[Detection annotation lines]

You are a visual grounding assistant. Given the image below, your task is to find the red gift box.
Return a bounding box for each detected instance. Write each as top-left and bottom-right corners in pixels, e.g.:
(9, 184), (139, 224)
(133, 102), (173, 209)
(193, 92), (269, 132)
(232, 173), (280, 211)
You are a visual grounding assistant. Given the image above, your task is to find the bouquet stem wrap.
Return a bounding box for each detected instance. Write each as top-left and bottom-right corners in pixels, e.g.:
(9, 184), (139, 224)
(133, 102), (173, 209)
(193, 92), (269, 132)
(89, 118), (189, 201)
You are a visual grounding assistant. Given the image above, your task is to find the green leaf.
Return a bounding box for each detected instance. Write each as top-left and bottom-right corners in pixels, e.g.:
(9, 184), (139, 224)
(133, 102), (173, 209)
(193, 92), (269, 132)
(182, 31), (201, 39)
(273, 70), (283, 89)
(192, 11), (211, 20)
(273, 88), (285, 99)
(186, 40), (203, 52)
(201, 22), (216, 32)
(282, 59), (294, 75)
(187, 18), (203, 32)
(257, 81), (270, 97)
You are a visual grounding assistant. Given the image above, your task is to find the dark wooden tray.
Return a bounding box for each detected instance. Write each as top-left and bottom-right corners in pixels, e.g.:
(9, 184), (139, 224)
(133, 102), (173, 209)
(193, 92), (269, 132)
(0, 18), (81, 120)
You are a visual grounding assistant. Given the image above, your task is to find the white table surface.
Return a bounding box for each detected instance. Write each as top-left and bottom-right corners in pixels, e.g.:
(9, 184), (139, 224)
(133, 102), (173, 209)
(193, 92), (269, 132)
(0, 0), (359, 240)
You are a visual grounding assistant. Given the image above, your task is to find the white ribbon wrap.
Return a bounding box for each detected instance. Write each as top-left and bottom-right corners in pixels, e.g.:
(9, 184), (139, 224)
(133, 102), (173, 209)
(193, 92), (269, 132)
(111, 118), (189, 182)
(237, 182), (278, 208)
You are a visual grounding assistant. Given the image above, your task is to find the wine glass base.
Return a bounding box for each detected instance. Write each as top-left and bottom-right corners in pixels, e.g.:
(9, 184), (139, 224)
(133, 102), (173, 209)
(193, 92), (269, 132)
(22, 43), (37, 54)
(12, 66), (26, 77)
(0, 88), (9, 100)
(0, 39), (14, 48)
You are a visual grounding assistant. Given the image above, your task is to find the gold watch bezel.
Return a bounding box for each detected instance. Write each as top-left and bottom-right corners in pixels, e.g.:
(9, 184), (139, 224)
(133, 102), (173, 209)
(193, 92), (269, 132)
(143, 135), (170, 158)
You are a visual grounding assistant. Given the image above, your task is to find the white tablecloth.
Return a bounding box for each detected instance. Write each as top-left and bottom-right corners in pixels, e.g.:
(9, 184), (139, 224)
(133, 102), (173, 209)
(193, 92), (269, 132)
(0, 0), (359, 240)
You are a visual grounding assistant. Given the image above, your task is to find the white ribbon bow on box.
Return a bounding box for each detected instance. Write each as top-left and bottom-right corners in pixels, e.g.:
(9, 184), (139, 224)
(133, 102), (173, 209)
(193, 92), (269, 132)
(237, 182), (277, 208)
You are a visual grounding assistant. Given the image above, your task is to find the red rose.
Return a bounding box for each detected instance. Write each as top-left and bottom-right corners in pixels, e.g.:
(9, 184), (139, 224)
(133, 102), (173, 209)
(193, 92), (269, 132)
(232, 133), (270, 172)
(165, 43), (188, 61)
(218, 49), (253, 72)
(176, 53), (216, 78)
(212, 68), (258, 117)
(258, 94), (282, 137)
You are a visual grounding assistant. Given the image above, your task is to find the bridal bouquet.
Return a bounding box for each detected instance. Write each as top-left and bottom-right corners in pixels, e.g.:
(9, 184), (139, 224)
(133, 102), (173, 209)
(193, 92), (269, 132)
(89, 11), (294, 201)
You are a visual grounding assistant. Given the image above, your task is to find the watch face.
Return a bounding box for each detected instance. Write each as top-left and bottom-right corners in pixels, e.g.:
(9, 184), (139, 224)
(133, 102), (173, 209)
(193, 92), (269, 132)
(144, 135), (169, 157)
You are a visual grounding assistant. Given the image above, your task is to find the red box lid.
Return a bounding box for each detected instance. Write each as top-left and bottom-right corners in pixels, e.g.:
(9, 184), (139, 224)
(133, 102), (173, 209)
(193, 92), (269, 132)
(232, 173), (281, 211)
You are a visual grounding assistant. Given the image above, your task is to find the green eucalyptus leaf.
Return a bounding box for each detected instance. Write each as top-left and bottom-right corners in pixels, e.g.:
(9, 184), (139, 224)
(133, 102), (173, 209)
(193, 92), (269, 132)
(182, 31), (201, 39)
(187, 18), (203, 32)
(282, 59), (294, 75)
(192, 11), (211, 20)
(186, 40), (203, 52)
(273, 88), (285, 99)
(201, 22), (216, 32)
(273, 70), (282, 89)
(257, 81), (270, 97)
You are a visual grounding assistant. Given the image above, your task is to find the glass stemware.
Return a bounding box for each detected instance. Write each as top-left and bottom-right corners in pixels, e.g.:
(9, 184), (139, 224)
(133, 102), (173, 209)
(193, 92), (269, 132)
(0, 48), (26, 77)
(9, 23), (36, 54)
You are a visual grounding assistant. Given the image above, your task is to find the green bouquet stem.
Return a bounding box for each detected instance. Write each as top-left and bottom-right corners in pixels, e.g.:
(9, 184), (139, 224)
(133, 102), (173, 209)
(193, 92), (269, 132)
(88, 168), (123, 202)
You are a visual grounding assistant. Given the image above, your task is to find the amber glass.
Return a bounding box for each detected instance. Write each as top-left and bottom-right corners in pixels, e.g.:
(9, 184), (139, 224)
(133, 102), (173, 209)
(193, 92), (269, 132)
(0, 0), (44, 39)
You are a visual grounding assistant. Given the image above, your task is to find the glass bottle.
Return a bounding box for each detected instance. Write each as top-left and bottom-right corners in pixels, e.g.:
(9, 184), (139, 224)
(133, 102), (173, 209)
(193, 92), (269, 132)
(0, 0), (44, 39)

(Exercise requirements) Please reproduce all the lines above word for word, keeping their order unchanged.

(Finished answer)
You are a visual grounding assistant. Given the image below, your task is to find the red gift box.
Return a bounding box for each detected instance. Write each as top-left and bottom-right corners in pixels, e.g.:
(9, 184), (139, 224)
(133, 102), (173, 209)
(193, 92), (269, 132)
(232, 173), (280, 211)
You are a visual grounding assistant. Given the image above, your task is to find the bouquet stem wrap.
Return a bounding box for each detected instance. Write each as top-left and bottom-right corners in pixels, e.g.:
(9, 184), (139, 224)
(133, 102), (173, 209)
(193, 92), (269, 132)
(89, 118), (189, 201)
You are a visual grounding assistant. Given the image above, your task is to find the green leaf.
Return a bounding box for each detected instance. Write each as top-left and bottom-right corners in pixels, e.g.:
(9, 184), (139, 224)
(133, 102), (173, 209)
(193, 92), (269, 132)
(182, 31), (201, 39)
(273, 70), (283, 89)
(192, 11), (211, 20)
(273, 88), (285, 99)
(186, 40), (203, 52)
(201, 22), (216, 32)
(282, 59), (294, 75)
(187, 18), (203, 32)
(257, 81), (270, 97)
You are a visual grounding assistant. Given the image above, your task is to find the dark wooden tray.
Return a bounding box for each detected instance. Write each as top-left and bottom-right corners in pixels, e.g.:
(9, 184), (139, 224)
(133, 102), (173, 209)
(193, 92), (269, 132)
(0, 18), (81, 120)
You are a visual grounding assistant. Given the image above, your task is to find the white table surface.
Return a bounding box for each detected instance. Write each as top-left and bottom-right corners in pixels, e.g.:
(9, 184), (139, 224)
(133, 102), (173, 209)
(193, 92), (269, 132)
(0, 0), (359, 240)
You are a visual grounding assistant. Given the image above, your task is to find the white ribbon wrap.
Return a bounding box for each detected instance. Write each as top-left and bottom-right corners in pixels, e.g.:
(9, 184), (139, 224)
(133, 102), (173, 209)
(193, 92), (269, 132)
(111, 118), (189, 182)
(237, 182), (278, 208)
You are a visual grounding assistant. Given the image above, your task is to find the wine glass base.
Return a bounding box for each detected instance. Write each as top-left and bottom-right corners in pixels, e.g.:
(9, 184), (139, 224)
(133, 102), (173, 209)
(193, 92), (269, 132)
(22, 43), (37, 54)
(12, 66), (26, 77)
(0, 88), (9, 100)
(0, 39), (14, 48)
You are a visual grounding assistant. Given the image above, your task is to find the gold watch bezel.
Return a bounding box for each detected instance. Write each as top-left and bottom-right corners in pixels, e.g.:
(9, 184), (139, 224)
(133, 102), (173, 209)
(193, 92), (269, 132)
(143, 135), (170, 158)
You are a visual grounding assistant. Given the image above, your task is to find the white tablecloth.
Return a bounding box for each detected instance. Write each as top-left and bottom-right corners in pixels, e.g.:
(9, 184), (139, 224)
(133, 102), (173, 209)
(193, 92), (269, 132)
(0, 0), (359, 240)
You are a visual grounding assistant. Given the image above, your task is to find the white ribbon bow on box.
Return a bounding box for each detected instance. Write each as top-left and bottom-right corners in pixels, e.g.:
(9, 184), (139, 224)
(133, 102), (173, 209)
(193, 92), (269, 132)
(237, 182), (277, 208)
You are a visual grounding assistant. Given the image above, your task is to find the red rose.
Return a bounding box for each detected instance. Write each as top-left and bottom-right corners in pixels, e.g.:
(9, 184), (139, 224)
(133, 102), (173, 209)
(193, 92), (269, 132)
(232, 133), (270, 172)
(165, 43), (188, 61)
(218, 49), (253, 72)
(176, 53), (216, 78)
(212, 68), (258, 117)
(258, 94), (282, 137)
You are a visual grounding assistant. Given the image above, your task is to find the bridal bouquet.
Return a bounding box for each detected instance. Write each as top-left and bottom-right corners in pixels, e.g.:
(9, 184), (139, 224)
(133, 102), (173, 209)
(193, 92), (269, 132)
(89, 11), (294, 201)
You are a visual grounding assistant. Given the image above, your task is to find the watch face.
Return a bounding box for each detected instance. Write each as top-left and bottom-right corners in pixels, e.g.:
(9, 184), (139, 224)
(133, 102), (173, 209)
(193, 92), (269, 132)
(144, 135), (169, 157)
You are a visual grounding assistant. Given the image above, your task is to find the red box lid.
Return a bounding box for each detected instance. Write each as top-left and bottom-right corners in pixels, e.g.:
(9, 184), (139, 224)
(133, 102), (173, 209)
(193, 92), (269, 132)
(232, 173), (281, 211)
You are a visual grounding assistant. Given the image above, your task is to find the green eucalyptus leaf.
Return a bounding box for each detected instance. Write each as top-left and bottom-right corners in pixels, e.g.:
(9, 184), (139, 224)
(133, 102), (173, 209)
(193, 92), (269, 132)
(182, 31), (201, 39)
(187, 18), (203, 32)
(282, 59), (294, 75)
(192, 11), (211, 20)
(186, 40), (203, 52)
(273, 88), (285, 99)
(201, 22), (216, 32)
(273, 70), (282, 89)
(257, 81), (270, 97)
You are a visual grounding assistant. Given the image above, your task is to find the glass stemware.
Return a bounding box for each detected instance. Write each as top-left and bottom-right corners in pixels, e.g.:
(9, 184), (139, 224)
(133, 102), (173, 209)
(193, 92), (269, 132)
(0, 48), (26, 77)
(9, 23), (36, 54)
You are a visual grounding assistant. Given the image above, your task is to find the green bouquet stem.
Return a bounding box for each detected instance. Write each as top-left and bottom-right corners in pixels, e.g.:
(9, 184), (139, 224)
(133, 102), (173, 209)
(193, 92), (269, 132)
(88, 168), (123, 202)
You are a visual grounding assistant. Given the image above, your task is to find the amber glass.
Return a bounding box for each detected instance. Write each as top-left and bottom-right corners in pixels, e.g.:
(9, 184), (139, 224)
(133, 102), (173, 209)
(193, 92), (269, 132)
(0, 0), (44, 39)
You are a visual grounding assistant. Given the image above, your task is to find the glass bottle.
Return a bounding box for each detected instance. Write each as top-left and bottom-right corners in pixels, e.g.:
(9, 184), (139, 224)
(133, 102), (173, 209)
(193, 92), (269, 132)
(0, 0), (44, 39)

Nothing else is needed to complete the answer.